- Directive -
Reproduce all entries verbatim, with nothing added or dropped.

- Input records -
##########
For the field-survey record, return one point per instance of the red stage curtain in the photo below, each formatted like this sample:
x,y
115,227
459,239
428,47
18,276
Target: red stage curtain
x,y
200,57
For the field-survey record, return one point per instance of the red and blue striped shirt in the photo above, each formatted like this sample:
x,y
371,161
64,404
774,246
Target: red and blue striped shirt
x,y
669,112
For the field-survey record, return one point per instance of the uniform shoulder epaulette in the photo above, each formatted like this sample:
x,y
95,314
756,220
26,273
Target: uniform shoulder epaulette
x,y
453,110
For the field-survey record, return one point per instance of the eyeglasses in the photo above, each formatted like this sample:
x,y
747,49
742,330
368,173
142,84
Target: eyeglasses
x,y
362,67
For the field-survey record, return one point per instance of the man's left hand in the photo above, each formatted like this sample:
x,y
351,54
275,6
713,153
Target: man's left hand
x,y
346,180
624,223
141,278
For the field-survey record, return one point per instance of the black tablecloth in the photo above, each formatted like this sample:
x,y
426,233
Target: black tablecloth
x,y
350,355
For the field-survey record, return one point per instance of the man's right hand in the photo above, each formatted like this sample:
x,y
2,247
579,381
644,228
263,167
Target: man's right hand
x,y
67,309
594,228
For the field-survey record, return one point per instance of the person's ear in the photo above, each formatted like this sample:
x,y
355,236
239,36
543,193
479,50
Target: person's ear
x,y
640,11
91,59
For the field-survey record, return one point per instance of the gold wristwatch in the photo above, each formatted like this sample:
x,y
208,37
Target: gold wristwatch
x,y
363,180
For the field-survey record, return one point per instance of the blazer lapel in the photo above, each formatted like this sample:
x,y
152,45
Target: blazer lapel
##########
- Output -
For the field-survey record, return one point per instance of the red stage curtain in the photo below, each formatted like this sample:
x,y
115,227
459,239
428,47
18,276
Target: red stage curtain
x,y
200,57
For the field-survey record, return one point per instance of the red and blue striped shirt in the photo above, each formatted like this sample:
x,y
371,161
64,404
774,246
Target: red and blue striped shirt
x,y
669,112
For the field-survey record, return one point per instance of the uniform shoulder epaulette in the photo above, each formatted like this sample:
x,y
95,314
756,220
26,273
Target: uniform shoulder epaulette
x,y
453,110
For the field-survey record, return one point per instance of the eyeglasses in the photo above, each formatted like this sample:
x,y
747,49
742,330
368,173
142,84
Target: eyeglasses
x,y
362,67
For the field-survey record, return one point per instance of the man's left hand in the photo above, each formatted like this sample:
x,y
351,54
275,6
713,153
Target: man's left hand
x,y
346,180
624,223
141,278
For the field-survey record, return one point per instance of the black tablecloth in the photo above, each formatted like this sample:
x,y
426,233
Target: black tablecloth
x,y
350,355
For the field-survey record, return one point per instance of the man's right hand in the photo above, each formatted like this sample:
x,y
2,247
579,381
644,228
263,167
Target: man's right hand
x,y
67,309
594,228
For the field-survey record, return one point per instance of the person's ear in the photo above, each formatted like this sample:
x,y
355,236
239,36
543,193
479,50
Target: person's ear
x,y
640,11
91,59
For the field-survey record, return one point per instance of the gold wristwatch in the photo above, each formatted like this sample:
x,y
208,37
Target: gold wristwatch
x,y
363,180
For the field-survey record, return one point per instance of the blazer lapel in the photo above, each formatted like this sample:
x,y
152,45
Target: blazer lapel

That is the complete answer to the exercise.